#### OBJECTIVE
From the line containing "the squash plant" through the last line of the data, return those lines exactly as written and nothing more.

* begin ROWS *

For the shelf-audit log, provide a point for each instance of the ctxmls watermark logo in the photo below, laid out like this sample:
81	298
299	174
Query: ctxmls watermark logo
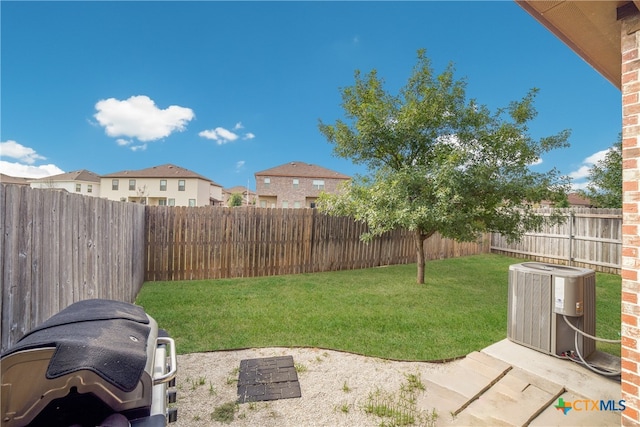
590	405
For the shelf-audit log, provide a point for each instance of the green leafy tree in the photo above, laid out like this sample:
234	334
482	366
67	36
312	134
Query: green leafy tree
439	163
605	179
235	200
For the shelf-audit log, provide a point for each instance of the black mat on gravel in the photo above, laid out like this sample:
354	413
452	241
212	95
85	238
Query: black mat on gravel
103	336
269	378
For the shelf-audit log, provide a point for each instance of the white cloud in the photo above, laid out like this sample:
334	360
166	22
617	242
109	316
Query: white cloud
19	152
24	166
596	157
575	186
220	135
140	147
129	144
139	117
28	171
581	173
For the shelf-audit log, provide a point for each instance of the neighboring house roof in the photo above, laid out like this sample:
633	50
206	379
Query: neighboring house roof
302	170
163	171
79	175
590	28
238	189
7	179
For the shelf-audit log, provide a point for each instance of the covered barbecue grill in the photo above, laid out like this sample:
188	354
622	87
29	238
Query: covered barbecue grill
97	362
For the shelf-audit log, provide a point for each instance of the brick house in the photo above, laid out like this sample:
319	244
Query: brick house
606	35
248	196
295	185
167	185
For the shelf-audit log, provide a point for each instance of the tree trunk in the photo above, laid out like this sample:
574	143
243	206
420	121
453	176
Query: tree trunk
419	239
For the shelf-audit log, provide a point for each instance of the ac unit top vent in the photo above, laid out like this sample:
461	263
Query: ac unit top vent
554	269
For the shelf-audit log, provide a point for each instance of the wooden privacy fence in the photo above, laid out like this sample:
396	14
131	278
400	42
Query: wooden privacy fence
590	238
59	248
216	242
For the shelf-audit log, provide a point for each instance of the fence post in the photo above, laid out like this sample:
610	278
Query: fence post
572	218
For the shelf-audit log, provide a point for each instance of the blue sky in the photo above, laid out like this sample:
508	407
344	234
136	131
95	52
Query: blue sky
228	89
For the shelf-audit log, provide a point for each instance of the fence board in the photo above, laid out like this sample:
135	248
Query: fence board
590	238
216	242
59	248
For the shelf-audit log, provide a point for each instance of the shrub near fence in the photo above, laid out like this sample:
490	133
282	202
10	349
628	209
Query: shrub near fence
59	248
216	242
590	238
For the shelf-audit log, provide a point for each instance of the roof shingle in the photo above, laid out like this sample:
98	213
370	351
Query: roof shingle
302	170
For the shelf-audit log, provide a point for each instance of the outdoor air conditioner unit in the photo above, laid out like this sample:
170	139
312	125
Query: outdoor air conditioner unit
540	295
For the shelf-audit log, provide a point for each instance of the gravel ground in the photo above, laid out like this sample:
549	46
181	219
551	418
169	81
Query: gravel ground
335	388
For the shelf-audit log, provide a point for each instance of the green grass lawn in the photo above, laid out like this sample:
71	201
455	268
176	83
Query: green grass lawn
377	312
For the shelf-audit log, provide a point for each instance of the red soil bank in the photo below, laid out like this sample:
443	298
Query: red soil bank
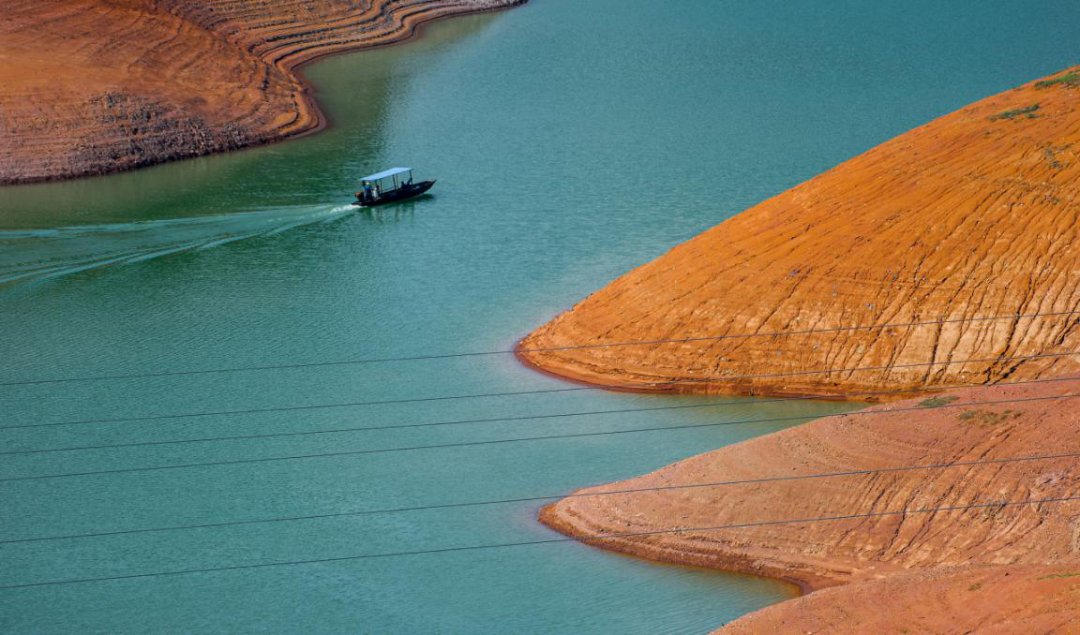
970	599
973	215
89	86
901	526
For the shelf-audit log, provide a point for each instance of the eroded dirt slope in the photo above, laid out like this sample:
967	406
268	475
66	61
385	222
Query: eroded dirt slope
860	525
89	86
971	216
969	599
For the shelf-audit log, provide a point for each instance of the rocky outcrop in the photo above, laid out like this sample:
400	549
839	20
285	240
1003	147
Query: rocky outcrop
946	256
90	86
915	485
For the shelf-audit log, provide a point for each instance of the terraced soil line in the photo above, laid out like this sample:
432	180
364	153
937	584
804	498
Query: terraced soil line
93	86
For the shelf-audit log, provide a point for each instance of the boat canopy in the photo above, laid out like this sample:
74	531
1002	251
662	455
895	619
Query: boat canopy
388	174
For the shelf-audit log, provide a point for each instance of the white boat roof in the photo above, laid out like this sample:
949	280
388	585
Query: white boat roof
386	173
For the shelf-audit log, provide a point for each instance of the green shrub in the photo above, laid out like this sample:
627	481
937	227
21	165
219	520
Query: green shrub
1028	110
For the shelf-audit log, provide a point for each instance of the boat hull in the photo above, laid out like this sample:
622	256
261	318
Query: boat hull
409	191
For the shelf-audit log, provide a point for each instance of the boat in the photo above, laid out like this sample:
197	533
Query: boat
389	186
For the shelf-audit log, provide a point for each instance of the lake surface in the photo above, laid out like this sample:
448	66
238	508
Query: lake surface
572	140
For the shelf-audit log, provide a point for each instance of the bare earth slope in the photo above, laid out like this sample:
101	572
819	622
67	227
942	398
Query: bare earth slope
89	86
970	599
971	216
959	505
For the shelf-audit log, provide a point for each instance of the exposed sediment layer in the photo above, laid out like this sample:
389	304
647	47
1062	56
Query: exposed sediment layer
90	86
916	485
971	216
969	599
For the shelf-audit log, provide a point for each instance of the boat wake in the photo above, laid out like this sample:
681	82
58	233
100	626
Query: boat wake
35	255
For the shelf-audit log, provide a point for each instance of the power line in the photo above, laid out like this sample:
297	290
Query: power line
999	504
729	378
505	441
534	350
400	510
494	419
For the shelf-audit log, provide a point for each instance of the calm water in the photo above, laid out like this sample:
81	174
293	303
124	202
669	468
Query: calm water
572	140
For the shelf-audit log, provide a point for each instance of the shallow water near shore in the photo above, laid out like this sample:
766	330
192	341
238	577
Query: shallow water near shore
571	142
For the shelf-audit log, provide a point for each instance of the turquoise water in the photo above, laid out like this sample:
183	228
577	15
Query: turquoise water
572	140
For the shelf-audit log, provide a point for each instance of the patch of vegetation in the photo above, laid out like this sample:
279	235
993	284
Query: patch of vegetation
1028	110
1055	576
1070	80
937	402
988	417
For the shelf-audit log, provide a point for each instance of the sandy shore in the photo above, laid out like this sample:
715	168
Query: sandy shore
952	250
878	522
983	599
92	86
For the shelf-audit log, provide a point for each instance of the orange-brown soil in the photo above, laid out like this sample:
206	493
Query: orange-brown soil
89	86
855	528
972	599
971	216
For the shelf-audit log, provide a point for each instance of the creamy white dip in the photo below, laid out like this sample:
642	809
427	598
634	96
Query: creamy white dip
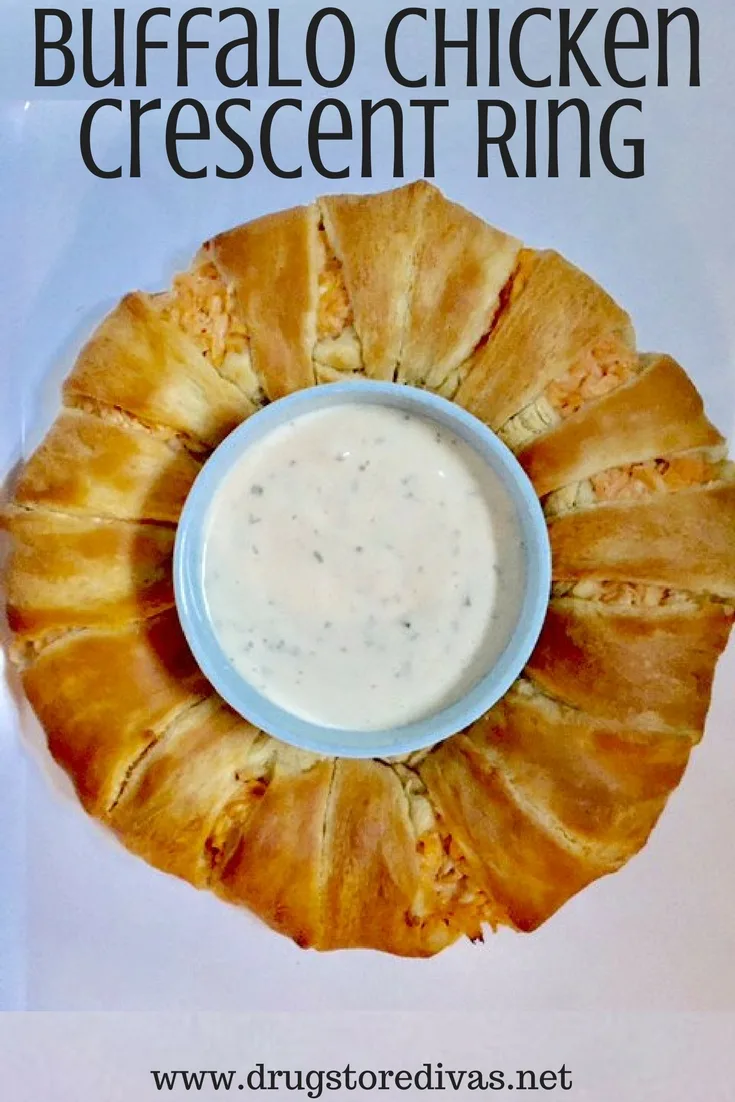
363	566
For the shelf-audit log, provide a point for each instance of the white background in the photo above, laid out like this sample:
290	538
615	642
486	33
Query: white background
83	925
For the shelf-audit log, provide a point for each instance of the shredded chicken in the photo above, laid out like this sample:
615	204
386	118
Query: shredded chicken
607	366
335	313
462	906
202	304
658	476
626	594
638	481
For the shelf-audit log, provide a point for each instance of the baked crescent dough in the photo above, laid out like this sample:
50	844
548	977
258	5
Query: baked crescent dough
563	780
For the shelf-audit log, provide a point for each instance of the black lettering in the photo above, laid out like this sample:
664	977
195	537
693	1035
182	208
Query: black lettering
117	76
248	161
555	110
484	108
612	44
531	134
185	44
137	111
429	107
274	78
348	52
422	1078
316	136
369	109
255	1079
173	137
142	45
636	144
42	45
391	35
522	1076
85	139
570	47
314	1083
666	20
250	40
266	140
442	44
494	67
515	47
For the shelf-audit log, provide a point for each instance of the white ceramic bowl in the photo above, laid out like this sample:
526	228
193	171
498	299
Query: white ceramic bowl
192	606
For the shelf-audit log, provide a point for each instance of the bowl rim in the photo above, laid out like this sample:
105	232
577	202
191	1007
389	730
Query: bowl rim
334	742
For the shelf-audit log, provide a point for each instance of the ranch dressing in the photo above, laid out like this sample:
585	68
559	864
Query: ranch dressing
363	566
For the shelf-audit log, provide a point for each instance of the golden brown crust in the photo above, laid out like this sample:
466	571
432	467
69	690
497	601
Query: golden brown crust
516	861
67	571
685	540
272	266
654	667
564	779
105	697
170	805
373	881
376	238
101	468
140	362
557	316
659	412
276	842
601	786
461	269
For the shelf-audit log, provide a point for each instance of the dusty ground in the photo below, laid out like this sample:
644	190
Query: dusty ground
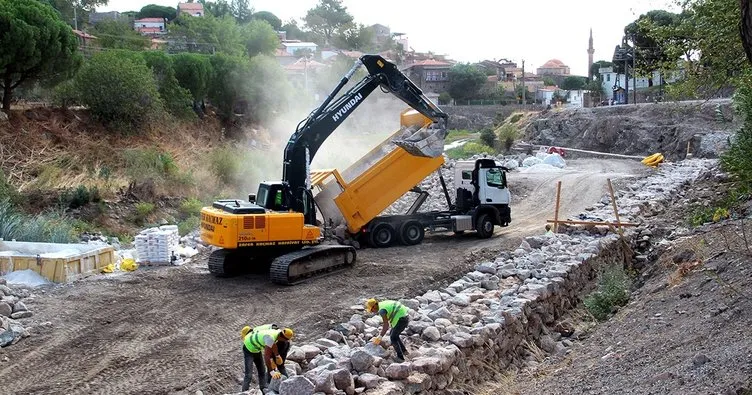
176	329
682	333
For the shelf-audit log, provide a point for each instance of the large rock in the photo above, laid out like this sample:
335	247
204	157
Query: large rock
362	360
398	371
298	385
343	380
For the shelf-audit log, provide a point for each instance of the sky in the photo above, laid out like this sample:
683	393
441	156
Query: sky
475	30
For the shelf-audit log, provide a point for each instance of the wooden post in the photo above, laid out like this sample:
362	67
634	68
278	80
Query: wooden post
556	210
616	210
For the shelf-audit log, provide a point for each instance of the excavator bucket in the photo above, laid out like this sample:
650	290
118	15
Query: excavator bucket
427	141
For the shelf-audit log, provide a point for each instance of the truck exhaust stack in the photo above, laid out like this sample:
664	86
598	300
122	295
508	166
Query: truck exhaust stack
427	142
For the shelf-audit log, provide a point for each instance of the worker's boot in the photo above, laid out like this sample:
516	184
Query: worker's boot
427	141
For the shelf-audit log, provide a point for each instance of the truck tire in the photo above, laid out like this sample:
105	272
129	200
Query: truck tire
382	235
484	226
411	233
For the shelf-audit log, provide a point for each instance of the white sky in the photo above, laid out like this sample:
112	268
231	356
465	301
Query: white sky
474	30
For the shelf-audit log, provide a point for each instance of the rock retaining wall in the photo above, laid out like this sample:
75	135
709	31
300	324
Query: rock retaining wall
488	319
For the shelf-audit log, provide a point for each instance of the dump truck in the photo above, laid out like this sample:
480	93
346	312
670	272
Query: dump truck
356	197
279	225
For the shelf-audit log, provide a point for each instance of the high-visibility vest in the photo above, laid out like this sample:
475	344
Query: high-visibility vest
254	341
394	311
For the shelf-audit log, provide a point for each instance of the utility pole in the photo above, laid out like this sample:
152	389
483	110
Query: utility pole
524	91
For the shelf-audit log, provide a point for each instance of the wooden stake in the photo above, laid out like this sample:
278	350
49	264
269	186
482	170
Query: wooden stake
556	210
616	210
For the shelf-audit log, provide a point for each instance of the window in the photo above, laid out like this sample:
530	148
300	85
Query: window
494	178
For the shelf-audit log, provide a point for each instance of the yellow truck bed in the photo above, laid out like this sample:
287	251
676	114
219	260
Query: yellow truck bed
374	182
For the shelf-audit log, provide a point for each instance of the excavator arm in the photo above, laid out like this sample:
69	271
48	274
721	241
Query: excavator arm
314	130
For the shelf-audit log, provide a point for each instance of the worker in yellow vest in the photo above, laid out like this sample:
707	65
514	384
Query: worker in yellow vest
393	314
265	346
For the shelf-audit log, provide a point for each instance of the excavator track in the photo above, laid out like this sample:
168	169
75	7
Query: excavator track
296	267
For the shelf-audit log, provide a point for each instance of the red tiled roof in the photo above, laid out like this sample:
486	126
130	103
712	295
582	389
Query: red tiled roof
149	20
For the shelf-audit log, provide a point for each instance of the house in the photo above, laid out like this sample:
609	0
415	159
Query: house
192	9
553	67
96	17
84	39
429	75
149	26
291	46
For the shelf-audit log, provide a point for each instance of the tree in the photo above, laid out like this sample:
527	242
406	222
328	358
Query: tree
119	88
573	83
327	18
35	44
119	34
241	10
275	22
465	80
259	38
157	11
651	50
193	72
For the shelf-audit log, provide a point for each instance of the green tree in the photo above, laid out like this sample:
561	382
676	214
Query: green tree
157	11
573	83
177	100
327	18
275	22
193	72
465	80
651	50
259	37
119	34
119	89
35	45
241	10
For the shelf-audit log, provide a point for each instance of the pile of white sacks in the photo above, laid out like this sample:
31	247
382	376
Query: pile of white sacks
484	318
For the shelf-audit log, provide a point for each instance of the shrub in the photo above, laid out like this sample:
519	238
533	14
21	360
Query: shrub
119	89
613	291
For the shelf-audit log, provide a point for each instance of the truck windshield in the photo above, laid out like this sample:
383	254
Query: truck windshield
494	178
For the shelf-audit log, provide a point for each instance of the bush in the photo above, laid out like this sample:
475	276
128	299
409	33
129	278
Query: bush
119	89
613	291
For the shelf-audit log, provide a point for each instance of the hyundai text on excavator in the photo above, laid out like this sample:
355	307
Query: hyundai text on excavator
279	223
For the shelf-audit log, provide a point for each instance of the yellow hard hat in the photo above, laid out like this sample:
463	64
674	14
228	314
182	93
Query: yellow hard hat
287	333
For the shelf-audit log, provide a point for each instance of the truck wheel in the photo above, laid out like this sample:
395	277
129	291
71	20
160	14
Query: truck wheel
411	233
484	226
382	235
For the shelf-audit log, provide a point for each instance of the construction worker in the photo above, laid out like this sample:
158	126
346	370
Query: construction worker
265	346
393	314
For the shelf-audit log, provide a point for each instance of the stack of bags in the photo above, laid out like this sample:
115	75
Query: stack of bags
157	245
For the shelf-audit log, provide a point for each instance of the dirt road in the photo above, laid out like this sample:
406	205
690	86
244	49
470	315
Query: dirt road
176	329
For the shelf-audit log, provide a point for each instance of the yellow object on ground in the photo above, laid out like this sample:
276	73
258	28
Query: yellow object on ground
128	265
653	160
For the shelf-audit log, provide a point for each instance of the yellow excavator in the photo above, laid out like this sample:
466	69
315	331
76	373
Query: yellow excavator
278	224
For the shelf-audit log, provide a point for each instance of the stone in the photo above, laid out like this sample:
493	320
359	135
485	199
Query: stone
21	314
361	360
297	354
310	351
368	380
398	371
431	334
19	306
5	309
343	380
700	359
298	385
336	336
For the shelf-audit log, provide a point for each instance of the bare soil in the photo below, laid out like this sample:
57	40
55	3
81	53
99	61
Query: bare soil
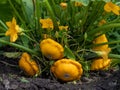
12	78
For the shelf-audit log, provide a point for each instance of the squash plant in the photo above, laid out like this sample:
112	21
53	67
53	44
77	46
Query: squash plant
75	31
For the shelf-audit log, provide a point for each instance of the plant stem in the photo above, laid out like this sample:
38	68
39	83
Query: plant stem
16	12
92	32
18	46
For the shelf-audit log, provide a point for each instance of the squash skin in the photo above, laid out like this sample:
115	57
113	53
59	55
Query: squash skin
29	66
51	49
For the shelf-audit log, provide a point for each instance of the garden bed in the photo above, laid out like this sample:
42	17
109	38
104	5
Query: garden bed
12	78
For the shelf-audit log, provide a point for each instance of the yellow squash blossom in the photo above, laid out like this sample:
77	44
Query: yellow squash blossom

* end ROWS *

#### CORRECT RESPONSE
For the shelf-audit log, provide a point for each instance of the squash plant in the photo above, laid out like this sample:
112	21
53	67
53	44
77	46
Query: squash plant
75	31
For the shelf-audit log, provide a point for each instance of the plant stem in the photo above, laid out like this sample:
38	68
39	83
Query: plant stem
16	12
92	32
18	46
For the shelf-audit log, provide a point for each instance of the squash skin in the photo above, laid out like this sample:
115	57
113	53
59	55
Query: squash skin
29	66
51	49
For the shelf-audit log, provide a point for each instance of the garden bed in the photo above, laid out like this sample:
42	17
109	38
104	5
Query: garden bed
12	78
For the shelf-audit log, provide a point for each instance of the yellow squash blossom in the photo above, laid out like this sample:
77	44
Query: yellow squash blossom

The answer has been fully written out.